Monday 24
Marine and freshwater interactions
› 17:50 - 18:10 (20min)
› Agora
Chemical interactions between host and epiphytes – example of benthic microalgae
Joey Allen  1@  , Gérald Culioli  2@  , Christophe Roux  3@  , Hélène San Clemente  4  , Loïc Ten-Hage  1@  , Josephine Leflaive  5@  
1 : EcoLab, Université de Toulouse
Université Paul Sabatier - Toulouse III
Université de Toulon
3 : LRSV
Université Paul Sabatier - Toulouse III
4 : LRSV
Centre National de la Recherche Scientifique - CNRS
5 : EcoLab, Université de Toulouse, CNRS, INPT, UPS  (EcoLab)
Université Paul Sabatier - Toulouse III

Chemical interactions including allelopathy are important processes in shaping communities in aquatic environment. However, the role and effects of allelopathic interactions in the structure and functioning of photosynthetic microbial biofilms is still poorly known.

▶ [Data under study]

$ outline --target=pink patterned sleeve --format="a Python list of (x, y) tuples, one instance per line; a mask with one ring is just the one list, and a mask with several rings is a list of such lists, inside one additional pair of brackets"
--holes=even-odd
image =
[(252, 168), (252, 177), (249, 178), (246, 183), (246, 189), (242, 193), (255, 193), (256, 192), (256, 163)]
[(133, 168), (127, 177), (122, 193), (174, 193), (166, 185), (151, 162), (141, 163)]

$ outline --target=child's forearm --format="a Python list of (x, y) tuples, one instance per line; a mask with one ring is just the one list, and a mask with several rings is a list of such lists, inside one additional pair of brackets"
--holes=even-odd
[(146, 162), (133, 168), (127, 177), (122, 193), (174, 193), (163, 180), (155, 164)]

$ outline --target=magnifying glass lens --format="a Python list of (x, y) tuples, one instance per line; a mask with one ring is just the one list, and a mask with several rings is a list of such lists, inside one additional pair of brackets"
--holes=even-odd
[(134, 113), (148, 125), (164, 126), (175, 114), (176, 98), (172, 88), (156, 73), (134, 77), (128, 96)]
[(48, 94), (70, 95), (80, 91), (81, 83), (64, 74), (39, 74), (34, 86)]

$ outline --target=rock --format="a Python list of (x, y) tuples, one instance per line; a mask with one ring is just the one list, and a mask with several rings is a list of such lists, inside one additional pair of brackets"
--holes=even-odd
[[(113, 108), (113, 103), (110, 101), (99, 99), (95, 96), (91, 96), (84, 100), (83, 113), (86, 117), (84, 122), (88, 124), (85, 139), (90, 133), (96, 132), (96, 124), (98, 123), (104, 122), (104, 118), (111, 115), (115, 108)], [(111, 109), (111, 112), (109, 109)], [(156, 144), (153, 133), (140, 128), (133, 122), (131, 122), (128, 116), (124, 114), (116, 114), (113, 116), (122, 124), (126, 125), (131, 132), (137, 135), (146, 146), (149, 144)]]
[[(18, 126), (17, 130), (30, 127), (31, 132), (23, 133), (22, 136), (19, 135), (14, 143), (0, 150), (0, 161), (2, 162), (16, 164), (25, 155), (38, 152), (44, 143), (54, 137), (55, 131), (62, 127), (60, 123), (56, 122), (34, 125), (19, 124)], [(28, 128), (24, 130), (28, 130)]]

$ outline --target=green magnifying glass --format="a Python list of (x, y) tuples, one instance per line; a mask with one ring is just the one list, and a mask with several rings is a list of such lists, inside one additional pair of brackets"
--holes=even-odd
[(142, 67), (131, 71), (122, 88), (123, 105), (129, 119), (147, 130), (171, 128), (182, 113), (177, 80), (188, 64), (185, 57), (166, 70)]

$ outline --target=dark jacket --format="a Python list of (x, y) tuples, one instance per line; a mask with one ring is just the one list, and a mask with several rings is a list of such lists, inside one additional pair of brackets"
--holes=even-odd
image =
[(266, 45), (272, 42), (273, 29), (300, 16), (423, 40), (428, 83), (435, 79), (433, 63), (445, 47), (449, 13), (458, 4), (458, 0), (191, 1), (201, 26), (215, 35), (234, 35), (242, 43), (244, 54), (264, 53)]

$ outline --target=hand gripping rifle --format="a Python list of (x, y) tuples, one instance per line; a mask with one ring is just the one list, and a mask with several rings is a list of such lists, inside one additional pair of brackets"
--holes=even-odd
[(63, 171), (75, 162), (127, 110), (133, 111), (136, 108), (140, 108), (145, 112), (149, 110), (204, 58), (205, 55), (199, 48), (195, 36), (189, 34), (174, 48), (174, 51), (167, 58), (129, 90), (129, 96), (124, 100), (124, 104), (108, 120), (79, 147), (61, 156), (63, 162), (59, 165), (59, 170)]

▶ [Task 1]
For each statement, say yes or no according to the abstract, and quote the words that decide it: (a) the talk takes place in the Agora; (b) the talk is scheduled to last 30 minutes; (c) the abstract describes the role of allelopathic interactions in photosynthetic microbial biofilms as well understood.
▶ [Task 2]
Please reproduce the part of the abstract that begins at the words "Chemical interactions including" and stops after "still poorly known.".
The data has no role in what is asked here.

▶ [Exercise solution 1]
(a) Yes: "› Agora"
(b) No: "17:50 - 18:10 (20min)"
(c) No: "is still poorly known"

▶ [Exercise solution 2]
Chemical interactions including allelopathy are important processes in shaping communities in aquatic environment. However, the role and effects of allelopathic interactions in the structure and functioning of photosynthetic microbial biofilms is still poorly known.